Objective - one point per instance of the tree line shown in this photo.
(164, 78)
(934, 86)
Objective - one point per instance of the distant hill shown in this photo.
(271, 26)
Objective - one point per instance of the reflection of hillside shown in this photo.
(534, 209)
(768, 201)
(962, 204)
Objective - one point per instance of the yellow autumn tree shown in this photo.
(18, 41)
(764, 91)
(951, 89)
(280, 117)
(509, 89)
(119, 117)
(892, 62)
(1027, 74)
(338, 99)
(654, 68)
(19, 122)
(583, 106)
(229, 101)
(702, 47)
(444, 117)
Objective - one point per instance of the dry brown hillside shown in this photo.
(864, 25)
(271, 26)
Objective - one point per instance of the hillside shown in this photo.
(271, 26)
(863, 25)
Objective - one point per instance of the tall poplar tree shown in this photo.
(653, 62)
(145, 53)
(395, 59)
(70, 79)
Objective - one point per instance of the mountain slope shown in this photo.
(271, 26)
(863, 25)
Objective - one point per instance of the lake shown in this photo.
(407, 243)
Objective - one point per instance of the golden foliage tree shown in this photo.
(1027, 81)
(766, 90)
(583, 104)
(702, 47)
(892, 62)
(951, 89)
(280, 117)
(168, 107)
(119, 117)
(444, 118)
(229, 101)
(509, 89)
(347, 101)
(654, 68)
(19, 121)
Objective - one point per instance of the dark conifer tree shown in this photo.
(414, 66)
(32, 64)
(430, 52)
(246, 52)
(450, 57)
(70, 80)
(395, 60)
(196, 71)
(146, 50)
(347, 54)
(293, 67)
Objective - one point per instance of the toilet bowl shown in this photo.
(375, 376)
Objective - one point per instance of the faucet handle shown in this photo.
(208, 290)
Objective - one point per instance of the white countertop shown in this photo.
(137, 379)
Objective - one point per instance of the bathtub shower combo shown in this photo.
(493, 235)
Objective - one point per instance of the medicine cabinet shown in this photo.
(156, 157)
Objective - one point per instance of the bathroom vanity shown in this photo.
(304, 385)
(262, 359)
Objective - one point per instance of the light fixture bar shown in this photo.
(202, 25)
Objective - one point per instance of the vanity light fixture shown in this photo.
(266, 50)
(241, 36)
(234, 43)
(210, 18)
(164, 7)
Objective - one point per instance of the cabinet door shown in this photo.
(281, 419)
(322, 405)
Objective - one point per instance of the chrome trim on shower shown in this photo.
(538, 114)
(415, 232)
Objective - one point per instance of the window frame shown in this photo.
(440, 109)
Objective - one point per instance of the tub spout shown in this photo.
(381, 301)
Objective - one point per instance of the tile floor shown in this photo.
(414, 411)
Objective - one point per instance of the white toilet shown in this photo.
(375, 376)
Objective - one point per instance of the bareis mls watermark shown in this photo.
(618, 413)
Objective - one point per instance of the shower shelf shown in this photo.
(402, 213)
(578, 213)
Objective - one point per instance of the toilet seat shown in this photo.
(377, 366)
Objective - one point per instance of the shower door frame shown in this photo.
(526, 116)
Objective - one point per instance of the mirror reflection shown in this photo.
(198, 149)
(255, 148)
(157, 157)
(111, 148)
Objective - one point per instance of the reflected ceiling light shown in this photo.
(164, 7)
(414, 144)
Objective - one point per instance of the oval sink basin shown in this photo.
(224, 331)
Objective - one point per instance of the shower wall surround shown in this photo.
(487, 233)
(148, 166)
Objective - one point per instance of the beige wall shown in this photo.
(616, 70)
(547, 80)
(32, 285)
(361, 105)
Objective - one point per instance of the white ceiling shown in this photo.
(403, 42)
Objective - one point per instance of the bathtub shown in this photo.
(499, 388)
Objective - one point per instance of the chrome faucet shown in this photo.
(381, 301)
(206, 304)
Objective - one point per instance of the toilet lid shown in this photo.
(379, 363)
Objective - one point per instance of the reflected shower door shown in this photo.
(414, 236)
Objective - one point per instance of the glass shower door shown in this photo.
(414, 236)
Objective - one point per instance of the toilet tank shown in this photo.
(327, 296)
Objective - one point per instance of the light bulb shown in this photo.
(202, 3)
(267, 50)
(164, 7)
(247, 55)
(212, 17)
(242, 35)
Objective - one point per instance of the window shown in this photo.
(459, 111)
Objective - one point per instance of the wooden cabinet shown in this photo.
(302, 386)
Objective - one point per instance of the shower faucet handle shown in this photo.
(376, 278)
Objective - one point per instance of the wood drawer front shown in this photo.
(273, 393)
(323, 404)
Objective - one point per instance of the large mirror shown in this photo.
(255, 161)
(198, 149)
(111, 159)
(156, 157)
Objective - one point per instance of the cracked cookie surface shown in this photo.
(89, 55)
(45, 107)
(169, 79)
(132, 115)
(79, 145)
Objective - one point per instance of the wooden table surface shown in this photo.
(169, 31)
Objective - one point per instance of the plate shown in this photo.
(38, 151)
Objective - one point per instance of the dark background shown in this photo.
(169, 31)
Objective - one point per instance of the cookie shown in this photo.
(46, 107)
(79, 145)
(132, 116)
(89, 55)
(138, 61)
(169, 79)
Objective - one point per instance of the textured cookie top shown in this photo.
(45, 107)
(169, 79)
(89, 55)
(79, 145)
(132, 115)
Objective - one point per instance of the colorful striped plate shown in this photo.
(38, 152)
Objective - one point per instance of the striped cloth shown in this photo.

------------------------------------------------

YOUR GOAL:
Copy all of the data exactly. Skip nothing.

ANSWER TO THIS PROBLEM:
Objective - one point per instance of the tree line shown in this photo.
(164, 78)
(934, 86)
Objective - one point per instance of the distant hill shown in this photo.
(271, 26)
Objective - one point per instance of the reflection of hillside shown in this photo.
(534, 209)
(768, 201)
(962, 204)
Objective - one point per instance of the yellow autumn tree shown in this photo.
(18, 41)
(764, 91)
(951, 89)
(280, 117)
(509, 89)
(119, 117)
(892, 62)
(1027, 74)
(338, 99)
(654, 68)
(19, 122)
(583, 106)
(229, 101)
(702, 47)
(444, 117)
Objective - one point per instance of the dry brown hillside shown in this photo.
(864, 25)
(271, 26)
Objective - one point per instance of the hillside shown in this photo.
(271, 26)
(863, 25)
Objective - one point per instance of the tall poplar tree shown in this photo.
(653, 62)
(145, 53)
(395, 59)
(70, 79)
Objective - one point per instance of the mountain slope shown in this photo.
(271, 26)
(863, 25)
Objective - one point per instance of the lake shown in this photo.
(407, 243)
Objective - one point per instance of the golden foliage tree shown in this photo.
(1027, 81)
(766, 90)
(583, 104)
(702, 47)
(892, 62)
(951, 89)
(280, 117)
(168, 107)
(119, 117)
(444, 118)
(229, 101)
(509, 89)
(347, 101)
(654, 68)
(19, 121)
Objective - one point per instance of the dark conifer tree shown in this photo.
(414, 66)
(32, 64)
(430, 52)
(246, 52)
(450, 57)
(70, 80)
(395, 60)
(196, 71)
(146, 50)
(347, 54)
(293, 67)
Objective - one point per instance of the toilet bowl shown in this photo.
(375, 376)
Objective - one point per instance of the faucet handle shown in this photo.
(208, 290)
Objective - one point per instance of the white countertop shown in this photo.
(137, 379)
Objective - one point per instance of the bathtub shower combo shown in this photo.
(493, 235)
Objective - one point per instance of the medicine cabinet shown in this photo.
(156, 157)
Objective - one point per instance of the bathroom vanity shown in this photo.
(304, 385)
(262, 359)
Objective - one point per instance of the light fixture bar shown in this photo.
(202, 25)
Objective - one point per instance of the vanity light fixture shown in this photo.
(266, 50)
(241, 36)
(234, 43)
(210, 18)
(164, 7)
Objective - one point per instance of the cabinet door shown in this photo.
(281, 419)
(322, 405)
Objective - one point per instance of the chrome trim on shower shown in this photo.
(538, 114)
(415, 232)
Objective - one point per instance of the window frame shown in this photo.
(440, 109)
Objective - one point per instance of the tub spout shown in this photo.
(381, 301)
Objective - one point per instance of the tile floor shown in this photo.
(414, 411)
Objective - one point per instance of the white toilet shown in this photo.
(375, 376)
Objective - one point per instance of the bareis mls watermark shown in this photo.
(618, 413)
Objective - one point per instance of the shower shelf shown in this photo.
(402, 213)
(578, 213)
Objective - one point per instance of the toilet seat shown in this photo.
(377, 366)
Objective - one point per instance of the shower door frame shown in this photo.
(526, 116)
Objective - one point per instance of the mirror reflection shown in this photo.
(198, 149)
(255, 148)
(157, 157)
(111, 148)
Objective - one point per instance of the reflected ceiling light shown in this photo.
(164, 7)
(414, 144)
Objective - one point per instance of the oval sink basin shown in this photo.
(224, 331)
Objective - one point per instance of the shower wall surround shown in this photo.
(487, 233)
(148, 166)
Objective - one point per instance of the beige wall shown in this photo.
(616, 70)
(547, 80)
(32, 285)
(361, 105)
Objective - one point per instance of the white ceiling shown in this photo.
(403, 42)
Objective - one point per instance of the bathtub shown in this photo.
(499, 388)
Objective - one point per instance of the chrome faucet shown in this photo.
(381, 301)
(206, 304)
Objective - one point per instance of the toilet lid shown in this photo.
(379, 363)
Objective - one point per instance of the reflected shower door shown in this photo.
(414, 236)
Objective - one point per instance of the glass shower door shown in this photo.
(414, 236)
Objective - one point per instance of the toilet tank shown in this photo.
(327, 296)
Objective - one point per instance of the light bulb shown in this photo.
(202, 3)
(267, 50)
(164, 7)
(247, 55)
(212, 17)
(242, 35)
Objective - one point per instance of the window shown in this photo.
(459, 111)
Objective - one point per instance of the wooden cabinet shown in this photo.
(302, 386)
Objective - one point per instance of the shower faucet handle shown in this photo.
(376, 278)
Objective - one point per instance of the wood drawer front shown in this photo.
(273, 393)
(323, 404)
Objective - one point per instance of the large mirror shown in this photo.
(255, 161)
(198, 149)
(111, 159)
(156, 157)
Objective - one point per instance of the cracked cookie surface shown in this photo.
(89, 55)
(45, 107)
(169, 79)
(132, 115)
(79, 145)
Objective - one point per instance of the wooden table surface shown in this photo.
(169, 31)
Objective - one point per instance of the plate shown in this photo.
(38, 151)
Objective - one point per instance of the dark background shown in this photo.
(169, 31)
Objective - one point per instance of the cookie shown in this photo.
(46, 107)
(79, 145)
(132, 116)
(89, 55)
(138, 61)
(169, 79)
Objective - one point per instance of the textured cookie top shown in this photo.
(45, 107)
(169, 79)
(89, 55)
(79, 145)
(132, 115)
Objective - one point per instance of the colorful striped plate shown in this photo.
(38, 152)
Objective - one point per instance of the striped cloth shown in this photo.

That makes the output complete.